_EXTRACTED MATERIAL_
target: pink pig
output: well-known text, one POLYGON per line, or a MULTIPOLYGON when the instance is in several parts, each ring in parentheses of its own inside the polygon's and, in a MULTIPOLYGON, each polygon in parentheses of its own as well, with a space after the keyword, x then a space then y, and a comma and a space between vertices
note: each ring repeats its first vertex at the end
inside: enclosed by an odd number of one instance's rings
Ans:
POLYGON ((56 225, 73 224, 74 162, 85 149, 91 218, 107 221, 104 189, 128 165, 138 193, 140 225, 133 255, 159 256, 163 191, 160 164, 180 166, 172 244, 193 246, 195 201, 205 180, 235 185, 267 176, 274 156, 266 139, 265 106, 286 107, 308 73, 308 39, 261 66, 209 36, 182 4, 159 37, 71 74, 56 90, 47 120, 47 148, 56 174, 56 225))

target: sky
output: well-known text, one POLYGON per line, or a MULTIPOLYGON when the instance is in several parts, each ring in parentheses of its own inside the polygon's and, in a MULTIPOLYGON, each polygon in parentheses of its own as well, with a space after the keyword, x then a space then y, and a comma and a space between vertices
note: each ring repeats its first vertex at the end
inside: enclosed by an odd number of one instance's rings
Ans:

_INSTRUCTION_
Convert all of the data above into a numbered list, omitting any blank lines.

_RESPONSE BELOW_
1. target: pink pig
2. output: well-known text, one POLYGON per line, or a MULTIPOLYGON when the instance is in several parts, each ring in parentheses of its own inside the polygon's and, in a MULTIPOLYGON, each polygon in parentheses of its own as well, with a space after the keyword, x then a space then y, and a comma and a space between vertices
3. note: each ring repeats its first vertex at the end
4. inside: enclosed by an odd number of one instance's rings
5. Ans:
6. POLYGON ((56 225, 73 224, 74 162, 85 149, 91 218, 107 221, 104 189, 128 165, 138 193, 140 225, 133 255, 159 256, 163 191, 160 164, 180 166, 172 244, 193 246, 195 201, 205 180, 235 185, 267 176, 274 156, 266 139, 265 106, 286 107, 308 73, 308 39, 261 66, 209 36, 182 4, 159 37, 71 74, 56 90, 47 120, 47 148, 56 174, 56 225))
7. target: sky
8. output: well-known text, one POLYGON per line, or a MULTIPOLYGON when the instance is in several parts, each ring in parentheses of its own inside the polygon's and, in a MULTIPOLYGON, each polygon in parentheses of its own as well, with a space after the keyword, x then a space then y, and a comma and a space between vertices
9. note: each ring repeats its first vertex at the end
10. inside: enclosed by an odd number of one instance's rings
11. Ans:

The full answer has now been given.